EXERCISE TASKS:
a) From the Glamour of the Kill text, restate the passage that begins at the words "They have cited" and ends after "throughout the UK.", substituting "small label" for "independent label".
b) Name every band the Glamour of the Kill text says the group toured with after the Metal Hammer review.

EXTRACT PROVIDED:
Background information
- Also known as: GOTK
- Origin: York, North Yorkshire, England
- Genres: Metalcore, post-hardcore
- Years active: 2007–2015, 2018–2019, 2025–present
- Label: Siege of Amida
- Members: Davey Richmond; Mike Kingswood; Sam Brookes; Josh Hardy;

= Glamour of the Kill =

British metalcore band

Glamour of the Kill (sometimes abbreviated as GOTK) are an English metalcore band from York. They had a Kerrang! video of the week with the track "Feeling Alive".

== History ==
"Glamour of the Kill" were formed in January 2007. They take their name from a line in the title track of He Is Legend's 2004 album, I Am Hollywood. The band's mainstream popularity was assisted by a 10/10 Metal Hammer review for their debut demo EP, Through the Dark They March. This led to tours with Bullet for My Valentine, Darkest Hour and Avenged Sevenfold.

They have cited major influences as Iron Maiden, Metallica, Slayer, Pantera, Megadeth, Judas Priest, Black Sabbath, The Misfits, Black Flag, The Ramones, Nirvana, Sepultura, As I Lay Dying, Killswitch Engage, and Korn.

=== 2008 ===
In 2008, the band released their first licensed EP, Glamour of the Kill, with independent label Siege of Amida Records. This EP contained a re-recorded version of one of the previous EP's tracks, "Rise From Your Grave". Glamour of the Kill was given positive ratings from critics throughout the UK.

On 15 June, the band made an appearance at Download Festival alongside Coheed & Cambria, In Flames, Within Temptation and others.

GIVEN INFORMATION:
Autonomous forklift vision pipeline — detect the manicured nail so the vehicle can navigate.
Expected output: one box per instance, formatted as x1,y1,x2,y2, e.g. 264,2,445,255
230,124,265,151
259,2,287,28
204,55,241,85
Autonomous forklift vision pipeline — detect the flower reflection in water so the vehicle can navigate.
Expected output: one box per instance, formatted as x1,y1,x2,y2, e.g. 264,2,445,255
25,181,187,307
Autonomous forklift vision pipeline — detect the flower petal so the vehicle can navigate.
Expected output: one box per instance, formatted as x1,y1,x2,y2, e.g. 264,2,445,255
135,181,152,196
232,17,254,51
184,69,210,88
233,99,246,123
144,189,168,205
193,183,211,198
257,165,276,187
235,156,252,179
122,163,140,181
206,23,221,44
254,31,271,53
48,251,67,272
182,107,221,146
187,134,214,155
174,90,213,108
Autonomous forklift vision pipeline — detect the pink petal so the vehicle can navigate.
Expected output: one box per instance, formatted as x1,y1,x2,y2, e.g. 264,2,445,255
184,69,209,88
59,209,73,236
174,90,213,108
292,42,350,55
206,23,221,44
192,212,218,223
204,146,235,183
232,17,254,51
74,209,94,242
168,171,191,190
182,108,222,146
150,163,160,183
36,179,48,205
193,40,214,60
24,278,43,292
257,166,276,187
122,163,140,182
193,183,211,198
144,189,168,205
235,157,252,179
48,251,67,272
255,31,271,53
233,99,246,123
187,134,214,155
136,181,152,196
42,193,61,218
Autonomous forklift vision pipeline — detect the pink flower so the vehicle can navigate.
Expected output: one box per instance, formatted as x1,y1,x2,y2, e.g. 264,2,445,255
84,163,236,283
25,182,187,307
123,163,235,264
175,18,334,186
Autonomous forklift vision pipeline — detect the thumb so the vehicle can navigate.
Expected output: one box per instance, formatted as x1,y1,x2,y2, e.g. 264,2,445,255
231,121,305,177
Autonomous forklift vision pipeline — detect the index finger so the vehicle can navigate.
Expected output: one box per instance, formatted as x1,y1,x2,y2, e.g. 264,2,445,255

RESPONSES IN ORDER:
a)
They have cited major influences as Iron Maiden, Metallica, Slayer, Pantera, Megadeth, Judas Priest, Black Sabbath, The Misfits, Black Flag, The Ramones, Nirvana, Sepultura, As I Lay Dying, Killswitch Engage, and Korn.

=== 2008 ===
In 2008, the band released their first licensed EP, Glamour of the Kill, with small label Siege of Amida Records. This EP contained a re-recorded version of one of the previous EP's tracks, "Rise From Your Grave". Glamour of the Kill was given positive ratings from critics throughout the UK.

b) Bullet for My Valentine, Darkest Hour, Avenged Sevenfold